Listed entries -
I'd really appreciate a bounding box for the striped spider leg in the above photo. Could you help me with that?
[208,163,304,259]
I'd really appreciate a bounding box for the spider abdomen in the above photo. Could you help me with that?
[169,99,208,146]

* * *

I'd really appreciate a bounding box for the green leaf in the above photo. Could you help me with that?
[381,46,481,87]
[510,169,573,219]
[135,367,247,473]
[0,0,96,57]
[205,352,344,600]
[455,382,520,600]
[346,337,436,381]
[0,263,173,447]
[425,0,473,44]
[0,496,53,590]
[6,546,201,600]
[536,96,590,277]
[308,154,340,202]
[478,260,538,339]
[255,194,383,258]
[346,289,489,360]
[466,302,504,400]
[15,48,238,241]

* * *

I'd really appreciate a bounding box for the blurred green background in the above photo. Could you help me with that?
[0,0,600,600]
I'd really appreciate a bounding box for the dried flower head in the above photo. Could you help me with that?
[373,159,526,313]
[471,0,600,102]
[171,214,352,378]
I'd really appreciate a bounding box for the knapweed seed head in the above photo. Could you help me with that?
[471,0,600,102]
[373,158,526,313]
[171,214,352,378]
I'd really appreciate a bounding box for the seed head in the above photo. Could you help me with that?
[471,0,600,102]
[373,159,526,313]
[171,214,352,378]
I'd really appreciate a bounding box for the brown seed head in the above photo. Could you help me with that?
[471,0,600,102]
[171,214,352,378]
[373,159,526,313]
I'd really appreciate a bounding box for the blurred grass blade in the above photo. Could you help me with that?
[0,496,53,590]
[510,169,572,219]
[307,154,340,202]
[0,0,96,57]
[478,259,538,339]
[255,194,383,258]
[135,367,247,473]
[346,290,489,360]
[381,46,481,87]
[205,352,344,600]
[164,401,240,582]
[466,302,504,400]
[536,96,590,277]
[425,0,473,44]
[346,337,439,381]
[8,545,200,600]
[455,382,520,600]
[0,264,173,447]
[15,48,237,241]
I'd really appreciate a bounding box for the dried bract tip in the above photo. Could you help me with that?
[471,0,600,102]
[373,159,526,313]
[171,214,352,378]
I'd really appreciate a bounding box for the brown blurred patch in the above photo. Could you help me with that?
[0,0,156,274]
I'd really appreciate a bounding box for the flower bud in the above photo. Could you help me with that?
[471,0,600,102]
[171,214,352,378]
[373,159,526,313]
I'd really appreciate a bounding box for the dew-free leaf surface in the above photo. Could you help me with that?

Objective - Return, word for word, the lines of the records from the one containing "I'd really appreciate a bounding box for the striped" through the one containing "[169,99,208,146]", including both of those lines.

Expected answer -
I'd really appreciate a bounding box for the striped spider leg in the above photo. Could you help me with that?
[208,163,304,259]
I'd really appreciate a bounding box for the spider abdomen in the above photo. Could you help me with that?
[169,99,208,146]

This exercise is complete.